Problem to work on ▸ Write out the entries, please, from the line containing "Target: green lawn" through their final line, exactly and with nothing else.

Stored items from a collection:
::::::::
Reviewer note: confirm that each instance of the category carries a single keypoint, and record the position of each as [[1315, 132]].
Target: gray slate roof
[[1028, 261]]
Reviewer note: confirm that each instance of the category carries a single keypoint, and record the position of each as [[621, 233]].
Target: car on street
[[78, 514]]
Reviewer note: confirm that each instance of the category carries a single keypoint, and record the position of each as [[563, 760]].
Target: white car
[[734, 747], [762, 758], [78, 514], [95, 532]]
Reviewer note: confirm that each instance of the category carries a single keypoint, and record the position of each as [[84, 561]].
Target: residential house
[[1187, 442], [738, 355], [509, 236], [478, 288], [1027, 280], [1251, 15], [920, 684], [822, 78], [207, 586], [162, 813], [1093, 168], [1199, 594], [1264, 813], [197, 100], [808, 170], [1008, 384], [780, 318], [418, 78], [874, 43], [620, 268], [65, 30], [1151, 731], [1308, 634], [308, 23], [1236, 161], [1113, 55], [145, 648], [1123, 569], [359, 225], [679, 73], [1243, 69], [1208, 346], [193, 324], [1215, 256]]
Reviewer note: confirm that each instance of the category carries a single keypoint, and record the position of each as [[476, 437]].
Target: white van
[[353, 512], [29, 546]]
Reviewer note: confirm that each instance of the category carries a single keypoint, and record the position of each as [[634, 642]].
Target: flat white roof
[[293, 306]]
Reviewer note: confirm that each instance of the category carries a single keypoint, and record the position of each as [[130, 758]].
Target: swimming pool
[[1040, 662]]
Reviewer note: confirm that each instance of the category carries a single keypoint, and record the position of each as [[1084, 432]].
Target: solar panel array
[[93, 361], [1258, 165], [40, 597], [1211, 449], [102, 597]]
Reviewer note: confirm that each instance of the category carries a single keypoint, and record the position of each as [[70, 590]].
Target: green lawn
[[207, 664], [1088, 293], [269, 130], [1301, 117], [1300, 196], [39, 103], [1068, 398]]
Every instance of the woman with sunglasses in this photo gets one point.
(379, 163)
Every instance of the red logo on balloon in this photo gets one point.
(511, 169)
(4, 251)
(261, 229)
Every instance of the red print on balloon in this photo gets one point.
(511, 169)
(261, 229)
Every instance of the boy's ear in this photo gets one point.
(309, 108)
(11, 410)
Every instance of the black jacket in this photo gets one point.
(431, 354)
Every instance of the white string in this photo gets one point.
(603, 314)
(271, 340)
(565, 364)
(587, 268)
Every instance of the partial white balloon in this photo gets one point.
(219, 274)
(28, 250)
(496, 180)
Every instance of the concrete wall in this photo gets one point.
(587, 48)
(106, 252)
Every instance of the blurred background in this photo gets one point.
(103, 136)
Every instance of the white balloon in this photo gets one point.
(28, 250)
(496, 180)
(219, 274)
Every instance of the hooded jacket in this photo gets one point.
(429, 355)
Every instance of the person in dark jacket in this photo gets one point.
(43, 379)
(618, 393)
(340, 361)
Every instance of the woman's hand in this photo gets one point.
::::::::
Solution for this problem ▸
Target: green lawn
[[207, 664], [1088, 293], [269, 130], [1301, 117], [1300, 196], [39, 103], [1068, 398]]
Every instance of the woman with sunglasses in this photo gets one point.
(379, 163)
Every instance of the red logo on balloon in this photo gets one point.
(511, 169)
(4, 251)
(261, 229)
Every instance of the red print on balloon in this photo gets one point.
(511, 169)
(261, 229)
Every instance of the boy's ear in this photo gets one point.
(309, 108)
(11, 410)
Every instance of the black jacket in this photo gets one point.
(431, 354)
Every instance of the white string in this photo gets one point.
(603, 314)
(271, 340)
(565, 364)
(587, 268)
Every instance of the partial white balloon in this photo gets one point.
(219, 274)
(28, 250)
(496, 180)
Every instance of the concrete wall in this photo gets one point.
(587, 48)
(106, 252)
Every instance of the blurred background in this photo gets one point.
(103, 136)
Every instance of the white balloon in this photo gets one point.
(28, 250)
(496, 180)
(219, 274)
Every instance of the hooded jacket in this photo gets one point.
(429, 355)
Every instance of the person in dark jacket in this photo gets one point.
(43, 379)
(618, 393)
(340, 361)
Every instance of the woman's hand in this photo gets one point.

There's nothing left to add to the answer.